• What this task involves: Check each line of the material below for the string "clicks", then report how many lines have it, and nothing else.

[Information provided — start]

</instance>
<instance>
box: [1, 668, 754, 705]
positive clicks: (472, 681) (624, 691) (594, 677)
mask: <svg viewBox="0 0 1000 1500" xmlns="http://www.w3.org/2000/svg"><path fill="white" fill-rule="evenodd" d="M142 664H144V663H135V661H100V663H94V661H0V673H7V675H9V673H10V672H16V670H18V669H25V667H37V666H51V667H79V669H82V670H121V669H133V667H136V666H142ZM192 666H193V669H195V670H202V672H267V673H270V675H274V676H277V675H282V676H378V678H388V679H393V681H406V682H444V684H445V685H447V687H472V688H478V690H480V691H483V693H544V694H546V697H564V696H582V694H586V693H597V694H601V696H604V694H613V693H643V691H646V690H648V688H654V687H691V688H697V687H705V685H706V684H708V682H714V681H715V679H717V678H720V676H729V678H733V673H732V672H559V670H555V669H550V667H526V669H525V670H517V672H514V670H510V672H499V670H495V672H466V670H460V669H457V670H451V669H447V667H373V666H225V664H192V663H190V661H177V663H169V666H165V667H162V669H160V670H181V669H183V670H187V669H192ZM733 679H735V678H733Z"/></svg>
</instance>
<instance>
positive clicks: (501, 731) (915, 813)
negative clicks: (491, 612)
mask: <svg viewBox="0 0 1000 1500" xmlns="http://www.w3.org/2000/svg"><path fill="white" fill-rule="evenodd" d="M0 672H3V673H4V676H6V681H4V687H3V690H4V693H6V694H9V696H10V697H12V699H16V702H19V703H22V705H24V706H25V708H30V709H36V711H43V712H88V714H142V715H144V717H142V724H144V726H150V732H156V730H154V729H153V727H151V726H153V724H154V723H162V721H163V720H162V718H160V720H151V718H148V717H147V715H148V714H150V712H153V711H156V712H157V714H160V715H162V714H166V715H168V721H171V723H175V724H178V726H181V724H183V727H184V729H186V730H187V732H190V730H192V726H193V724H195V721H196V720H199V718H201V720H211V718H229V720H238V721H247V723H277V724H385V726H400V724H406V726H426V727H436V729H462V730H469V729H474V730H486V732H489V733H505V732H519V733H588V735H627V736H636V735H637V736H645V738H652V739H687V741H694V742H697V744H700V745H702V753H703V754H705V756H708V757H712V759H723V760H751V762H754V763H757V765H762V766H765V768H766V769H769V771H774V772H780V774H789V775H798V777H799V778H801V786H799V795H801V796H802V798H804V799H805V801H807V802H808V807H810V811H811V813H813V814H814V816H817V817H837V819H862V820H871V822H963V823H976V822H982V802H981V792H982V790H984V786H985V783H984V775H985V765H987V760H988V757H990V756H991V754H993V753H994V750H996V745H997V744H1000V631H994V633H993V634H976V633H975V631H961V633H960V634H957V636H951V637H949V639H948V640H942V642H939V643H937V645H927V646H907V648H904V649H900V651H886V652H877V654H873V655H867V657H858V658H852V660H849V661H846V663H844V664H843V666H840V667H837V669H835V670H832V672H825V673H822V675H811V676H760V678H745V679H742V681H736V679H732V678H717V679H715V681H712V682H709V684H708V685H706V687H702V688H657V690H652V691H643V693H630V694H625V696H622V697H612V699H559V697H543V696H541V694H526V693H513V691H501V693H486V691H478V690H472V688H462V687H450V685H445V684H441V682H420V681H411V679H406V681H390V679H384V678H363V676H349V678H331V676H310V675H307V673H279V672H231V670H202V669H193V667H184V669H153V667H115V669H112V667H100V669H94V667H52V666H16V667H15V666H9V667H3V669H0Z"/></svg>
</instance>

[Information provided — finish]

• Result of the task: 3